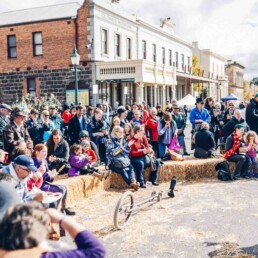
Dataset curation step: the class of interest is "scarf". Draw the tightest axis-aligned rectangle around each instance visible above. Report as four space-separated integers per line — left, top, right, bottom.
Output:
223 132 242 159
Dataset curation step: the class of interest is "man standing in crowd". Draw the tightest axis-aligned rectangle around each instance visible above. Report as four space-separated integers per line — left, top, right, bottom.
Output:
49 105 64 133
3 109 30 157
245 93 258 134
0 104 12 149
1 155 43 202
68 106 87 145
189 98 211 129
25 109 44 146
172 104 189 155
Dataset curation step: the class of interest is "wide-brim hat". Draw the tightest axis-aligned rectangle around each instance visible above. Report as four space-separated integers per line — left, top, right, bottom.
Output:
12 110 26 117
195 98 204 105
0 103 12 111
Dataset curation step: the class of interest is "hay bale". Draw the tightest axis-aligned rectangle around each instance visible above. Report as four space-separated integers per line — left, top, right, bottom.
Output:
57 175 111 204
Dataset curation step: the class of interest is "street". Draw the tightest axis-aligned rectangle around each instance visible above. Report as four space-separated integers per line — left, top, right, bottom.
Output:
68 180 258 258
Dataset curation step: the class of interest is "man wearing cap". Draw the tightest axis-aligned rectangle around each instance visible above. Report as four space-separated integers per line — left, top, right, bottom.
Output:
25 109 44 146
116 106 129 128
1 155 43 202
223 124 250 180
0 103 12 149
189 98 211 129
49 105 64 133
245 93 258 134
172 104 189 155
3 109 30 157
68 106 87 145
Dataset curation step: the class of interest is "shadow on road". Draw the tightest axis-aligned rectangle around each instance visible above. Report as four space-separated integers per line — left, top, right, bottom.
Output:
204 242 258 258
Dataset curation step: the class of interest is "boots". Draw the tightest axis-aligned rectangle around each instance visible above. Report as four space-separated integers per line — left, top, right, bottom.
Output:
168 176 176 198
130 179 140 191
92 170 111 181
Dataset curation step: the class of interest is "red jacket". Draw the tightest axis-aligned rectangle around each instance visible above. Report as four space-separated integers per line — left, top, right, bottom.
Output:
62 110 72 124
129 136 149 158
86 149 98 164
145 117 159 142
27 177 43 191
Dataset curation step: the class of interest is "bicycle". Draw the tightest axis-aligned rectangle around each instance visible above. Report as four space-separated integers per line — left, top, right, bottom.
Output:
114 188 162 229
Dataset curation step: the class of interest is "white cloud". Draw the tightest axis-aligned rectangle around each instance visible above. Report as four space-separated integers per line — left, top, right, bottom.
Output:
0 0 258 79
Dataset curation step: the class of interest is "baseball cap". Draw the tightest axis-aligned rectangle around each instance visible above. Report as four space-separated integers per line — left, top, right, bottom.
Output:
0 103 12 111
14 155 37 172
79 130 89 138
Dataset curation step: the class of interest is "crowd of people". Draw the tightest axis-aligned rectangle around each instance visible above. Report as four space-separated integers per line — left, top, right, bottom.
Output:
0 91 258 257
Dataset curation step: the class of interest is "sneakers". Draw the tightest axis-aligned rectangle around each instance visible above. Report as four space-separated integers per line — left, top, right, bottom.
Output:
62 208 76 216
130 179 140 191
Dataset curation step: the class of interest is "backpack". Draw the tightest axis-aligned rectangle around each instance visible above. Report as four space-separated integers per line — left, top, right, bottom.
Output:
215 161 232 181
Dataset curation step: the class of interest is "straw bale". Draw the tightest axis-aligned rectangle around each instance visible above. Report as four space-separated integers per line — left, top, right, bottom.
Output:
56 175 111 204
56 157 238 204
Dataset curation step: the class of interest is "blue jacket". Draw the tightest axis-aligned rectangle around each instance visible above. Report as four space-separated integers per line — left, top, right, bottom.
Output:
189 107 211 128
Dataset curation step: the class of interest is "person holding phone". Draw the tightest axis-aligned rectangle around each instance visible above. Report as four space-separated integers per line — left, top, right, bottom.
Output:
158 112 178 157
223 124 250 180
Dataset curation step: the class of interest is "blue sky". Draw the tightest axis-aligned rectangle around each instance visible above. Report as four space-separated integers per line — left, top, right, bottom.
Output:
0 0 258 80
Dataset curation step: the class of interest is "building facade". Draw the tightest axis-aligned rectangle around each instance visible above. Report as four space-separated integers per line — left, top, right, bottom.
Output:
225 60 245 100
0 0 237 107
192 42 228 100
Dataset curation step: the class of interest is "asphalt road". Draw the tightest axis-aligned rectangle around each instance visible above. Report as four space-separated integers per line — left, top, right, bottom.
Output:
66 180 258 258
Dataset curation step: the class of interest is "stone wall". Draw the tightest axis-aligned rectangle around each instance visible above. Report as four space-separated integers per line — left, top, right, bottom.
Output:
0 66 92 104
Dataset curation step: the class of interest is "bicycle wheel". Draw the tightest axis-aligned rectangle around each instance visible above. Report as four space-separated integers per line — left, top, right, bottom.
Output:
114 189 134 229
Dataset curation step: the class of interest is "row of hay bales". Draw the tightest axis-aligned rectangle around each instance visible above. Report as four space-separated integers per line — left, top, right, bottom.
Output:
56 158 234 204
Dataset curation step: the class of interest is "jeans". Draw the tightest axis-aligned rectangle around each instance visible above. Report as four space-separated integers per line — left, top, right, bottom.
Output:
159 143 169 158
40 182 67 209
228 155 250 177
177 135 186 155
131 156 160 185
108 164 135 185
247 157 257 176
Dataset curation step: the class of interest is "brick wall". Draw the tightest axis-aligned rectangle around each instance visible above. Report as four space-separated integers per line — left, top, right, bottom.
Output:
0 20 75 72
0 0 92 104
0 67 92 104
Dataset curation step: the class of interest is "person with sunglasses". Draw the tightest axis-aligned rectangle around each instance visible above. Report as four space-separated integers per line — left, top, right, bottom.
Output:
1 155 43 202
189 98 211 150
223 101 235 124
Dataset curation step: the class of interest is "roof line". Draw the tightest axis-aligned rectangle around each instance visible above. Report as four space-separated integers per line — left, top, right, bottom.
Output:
0 2 81 14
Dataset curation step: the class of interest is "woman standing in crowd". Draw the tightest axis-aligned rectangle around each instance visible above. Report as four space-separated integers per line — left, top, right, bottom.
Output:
245 131 258 178
87 108 108 162
194 122 216 159
223 124 250 180
124 123 133 141
106 126 139 190
42 110 55 142
158 112 177 157
211 102 224 145
204 97 215 133
224 100 235 124
145 107 160 158
0 202 105 258
32 144 75 215
47 129 69 174
130 125 160 188
116 106 129 128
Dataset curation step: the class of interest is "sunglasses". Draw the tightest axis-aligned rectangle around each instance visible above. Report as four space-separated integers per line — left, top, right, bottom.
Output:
20 166 31 173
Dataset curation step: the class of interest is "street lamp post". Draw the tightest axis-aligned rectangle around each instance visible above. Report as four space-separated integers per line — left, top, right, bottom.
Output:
70 47 80 106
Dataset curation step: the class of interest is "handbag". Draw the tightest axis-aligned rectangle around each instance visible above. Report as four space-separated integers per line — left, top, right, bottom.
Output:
168 149 184 161
168 136 182 153
112 155 131 168
146 154 157 171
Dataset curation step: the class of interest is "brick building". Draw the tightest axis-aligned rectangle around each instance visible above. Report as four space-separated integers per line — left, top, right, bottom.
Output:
0 0 92 104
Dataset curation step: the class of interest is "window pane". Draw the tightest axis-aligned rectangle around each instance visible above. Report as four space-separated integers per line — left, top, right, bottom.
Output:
8 36 16 47
9 48 16 57
34 32 42 44
35 45 43 56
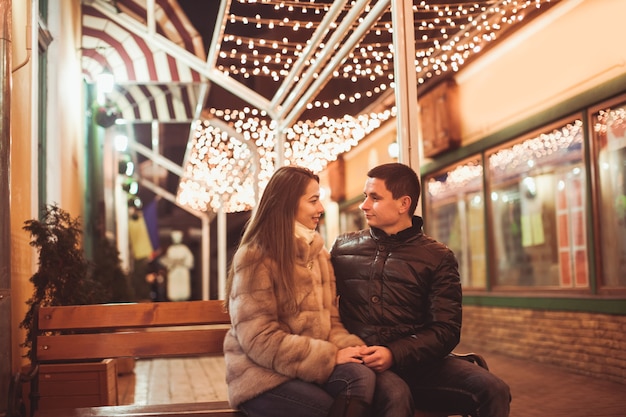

> _What to produce_:
Copy all of the data above line for line, leaving out the pictures.

> _Expected output_:
Dataset curation step: the class of interest is "scarf". Draw the tightest axis-aligned rectangle around each instance visible above. Report as four space-separated integers per line — left, top, right, bottom.
Output:
223 132 242 159
Dataset curation step: the class of interest is "man standing in crowd". Draw the tightest axis-aligned rectangle around each instance visible above. Report as four space-separated integers per line — left, top, right, bottom.
Output:
49 105 64 133
3 109 30 157
245 93 258 134
0 104 12 149
1 155 43 202
68 106 87 145
189 98 211 129
25 109 44 146
172 104 189 155
Dataset curation step: the class of interest is "wide-brim hat". Draw the tightest axis-aligned rectangle around each instance visible above. Report as four space-separated integers per line — left, top, right, bottom.
Output:
12 110 26 117
195 98 204 105
0 103 12 111
Dataset curation step: the class of interest is "hay bale". Draw the tightest axis-aligned rectangle around each instance visible above. Report as four space-separated integers per line — left, top, right, bottom.
Output:
57 175 111 204
Dataset curation step: the class of interest is "street". Draw the tightest axis-aligned rectangle around each instance visible above. Report as four space-separated integers per line — left, top, right, bottom.
Output:
68 180 258 258
Dataset curation step: the class of interest is "man wearing cap". Draw the tightest axis-aligned rectangle around each instance visible above. Report as four space-separated integers per line — left, top, right, bottom.
Output:
25 109 44 146
116 106 129 128
1 155 43 202
223 124 250 180
0 103 12 149
189 98 211 129
49 105 64 133
245 93 258 134
172 104 189 155
3 109 30 157
68 106 87 145
Dataset curation step: the class of interest is "shadow on road". Draw the tightest axis-aligned rectangle around each instance visible above. Report as four space-separated integers per line — left, top, right, bottom.
Output:
204 242 258 258
Dataset curation step: the class of interest is "boots". Draw the tightest axis-aligned rectangle around each instance visible above. Report as four space-separated integers per line — left, top, right, bottom.
Output:
168 176 176 198
130 179 140 191
92 170 111 181
Dataset curation step: the class of interest is "red jacket". Draw the tightest axis-aligned rectangle around each instance visible above. Report as four space-separated integers per line — left, top, right, bottom.
Output:
62 110 72 124
129 136 149 158
86 149 98 164
145 117 159 142
27 177 43 191
Dataset curation step: the class of interest is "bicycle". Draw the tightest axis-aligned rectangle around each instance visible above. Report as four space-separated integers per line — left, top, right, bottom.
Output:
114 188 162 229
Dataset curation step: the class of interest is "white cloud". Draw the tightest axis-aligned rectangle around each instance visible above. Report as four space-separated integers per line — left, top, right, bottom.
Output:
0 0 258 79
Dataset curation step: the class of interest is "baseball cap". Draw the tightest axis-aligned rectangle around each instance visible above. Report as four space-separated integers per line — left, top, right, bottom.
Output:
0 103 12 111
14 155 37 172
79 130 89 138
Dataset curation step: the class of interest is "crowd of people". Draw the tightest axis-aligned rectangle around each instance visible above. Report as four space-separated integers per line — left, top, right, bottom.
Output:
0 91 258 257
Dataset curation step: the class of interest is "sneakers". Draw the tightest axis-aligned rectangle around each instance visible above. Report as four space-separated integers per line — left, top, right, bottom.
Output:
62 208 76 216
130 179 140 191
Dataset curation step: the class of interest is "backpack". Draw the tightest axis-aligned rectangle around each instance visible above. Report as four space-separated integers per line — left, top, right, bottom.
Output:
215 161 232 181
Dataset curation step: the class of interest is "straw bale". Draw the tightest axis-aligned rectangle around each instance visible above. Report as four space-separated integers per line — left, top, right, bottom.
Output:
56 175 111 204
56 157 238 204
Dataset curation step: the class of interest is "blue jacket". Draw the tightest axis-aligned rectangle around each instance visible above. Report as four space-separated integers per line — left, top, right, bottom.
Output:
189 107 211 128
Dataset curation step: the class of interest is "person holding phone". Draw the tightest axis-aligned rectangle around each instance visible above. Report as four space-separated integers per line — left, top, right, bottom.
Output:
158 112 178 157
223 124 250 180
Dataset curation step: the class of interest is "blue sky". Draw the tightest axis-aligned rectangle around each instance visible above. Report as four space-separated integers per line — left, top, right, bottom.
Output:
0 0 258 80
Dataset curation step: the class of interest is "building facade". Draw the tightest axis-aligned rectangle around each instance visible above. Report as four space-separated integers per line — left, top, right, bottom.
Output:
225 60 245 100
0 0 237 107
192 42 228 100
Dataset curation step: the class of interest is "asphalt road". Draw the tightest axis-aligned rectangle around each instance visible above. Report as four space-separated integers per line — left, top, right, bottom.
Output:
66 180 258 258
Dataset curation step: the class of interest is "stone wall". Draw the tightest axis-aligned rectangle around each instance visible above. Report as four space-separated integers per line — left, top, right, bottom.
Output:
0 66 92 104
Dataset curation step: the class of interest is "bicycle wheel". Draw the tightest axis-aligned rectangle around each instance visible above. Report as four space-separated integers per line — left, top, right, bottom.
Output:
114 189 134 229
Dataset curation step: the class of interest is "row of hay bales". Draw the tightest axis-aligned rectangle around each instance visible above. Report as four space-separated integers per line — left, top, right, bottom.
Output:
56 158 234 204
Dataset curation step: the class of interest is "jeans". Draw the tightest axis-aligned rectangle around each instance visible above. Report as four space-separated integers per line — left, top, right, bottom.
Output:
159 143 169 158
40 182 67 209
228 155 250 177
177 135 186 155
131 156 160 185
108 164 135 185
247 157 257 176
Dataset curation step: the class of interest is "brick wall". Draw the tightest axis-aligned rectangle around each instance visible above. Report as four space-separated integers per line — left, top, right, bottom.
Output:
0 20 75 72
0 0 92 104
0 67 92 104
Dataset curation step: the class of interest is "person with sunglasses". Draw the tightest axis-aligned rectangle around each instance visible above. Report as four space-separated integers per line — left, top, right, bottom.
Output:
1 155 43 202
189 98 211 150
223 101 235 124
Dataset curation step: the class of interest is "roof line". Draw the tightest axis-aligned rectangle around each instance visible above. Report as four space-separated integers per line — left, top, right, bottom.
Output:
0 2 81 14
Dataset curation step: the class of interest is "woman standing in crowd". Draw the tightest axis-aligned rectangle around each instance visible above. Report as four space-separated integers per line — left, top, right, bottom.
Output:
245 131 258 178
87 108 108 162
194 122 216 159
223 124 250 180
124 123 133 141
106 126 139 190
42 110 55 142
158 112 177 157
211 102 224 145
204 97 215 133
224 100 235 124
145 107 160 158
0 202 105 258
32 144 75 215
47 129 69 174
130 125 160 188
116 106 129 128
Dataset curation step: the class of interest is "sunglasses". Draw the tightest axis-aligned rectangle around each instance visible above. Report as four space-separated integers per line — left, top, right, bottom.
Output:
20 166 31 173
Dataset curation step: the class of interest is "street lamp post". Draw the tightest axis-aligned rectangle around each instance visible above. Report as four space-separated integers per line — left, top, right, bottom.
Output:
70 47 80 106
Dataset curation step: the class of interest is "handbag". Draw the tightest axis-aligned rectangle around each instance visible above. Report as four space-separated integers per line — left, top, right, bottom.
Output:
168 149 184 161
168 136 182 153
112 155 131 168
146 154 157 171
Dataset curation step: the class of interest is "brick building". Draw the tightest axis-aligned rectangle around each instance visible above. Report as four space-separated integers per line — left, top, right, bottom.
Output:
0 0 92 104
Dataset curation step: the class of interest is "window pane". Draw the tightest axis-aligned rectangle around each instance visible above. Report as four space-separated integers per line — left, top, right, bottom.
Output:
8 36 16 47
9 48 16 57
34 32 42 44
35 45 43 56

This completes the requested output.